The Labour leader is a passionate defender of migrants’ rights – Brexit shouldn’t distract the new left movement from that.

Something strange is happening on the British left – a kind of deliberate collective amnesia. During the EU referendum, the overwhelming majority of the left backed Remain.

Contrary to a common myth, both Jeremy Corbyn and the movement behind him put their weight into a campaign that argued forcefully for internationalism, migrants’ rights and regulatory protections.

And yet now, as Labour’s policy on Brexit hardens, swathes of the left appear to be embracing Lexit, and a set of arguments which they would have laughed off stage barely a year ago.

The example of free movement is glaring and obvious, but worth rehashing. When Labour went into the 2017 general election promising to end free movement with the EU, it did so with a wider election campaign whose tone was more pro-migrant than any before it.

Nonetheless, the policy itself, along with restricting migrants’ access to public funds, stood in a long tradition of Labour triangulating to the right on immigration for electorally calculated reasons. When Ed Miliband promised “tough controls on immigration”, the left rightly attacked him.  

The result of this contradiction is that those on the left who want to agree unequivocally with the leadership must find left-wing reasons for doing so. And so, activists who have spent years declaring their solidarity with migrants and calling for a borderless world can now be found contemplating ways for the biggest expansion of border controls in recent British history – which is what the end of free movement would mean – to seem progressive, or like an opportunity.

The idea that giving ground to migrant-bashing narratives or being harsher on Poles might make life easier for non-EU migrants was rightly dismissed by most left-wing activists during the referendum.

Now, some are going quiet or altering course.

On the Single Market, too, neo-Lexit is making a comeback. Having argued passionately in favour of membership, both the Labour leadership and a wider layer of its supporters now argue – to some extent or another – that only by leaving the Single Market could Labour implement a manifesto.

################

• _EXERCISE TASK_
Using only the Labour and Brexit commentary, mark each statement yes or no and quote the words that decide it. 1. Most of the British left backed Remain during the EU referendum. 2. The tone of Labour's 2017 general election campaign was less pro-migrant than that of earlier campaigns. 3. The left attacked Ed Miliband for promising tough immigration controls.

• _DATA BLOCK_

################

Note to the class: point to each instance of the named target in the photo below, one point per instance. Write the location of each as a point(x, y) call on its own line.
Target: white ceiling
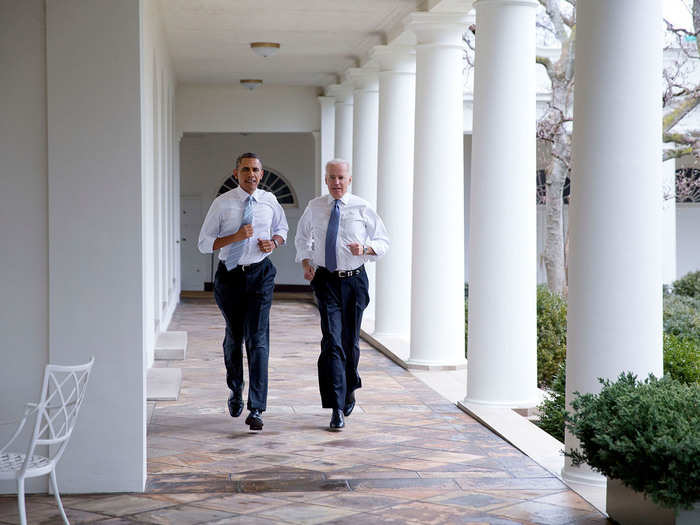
point(209, 40)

################

• _EXERCISE SOLUTION_
1. Yes: "During the EU referendum, the overwhelming majority of the left backed Remain."
2. No: "a wider election campaign whose tone was more pro-migrant than any before it."
3. Yes: "When Ed Miliband promised “tough controls on immigration”, the left rightly attacked him."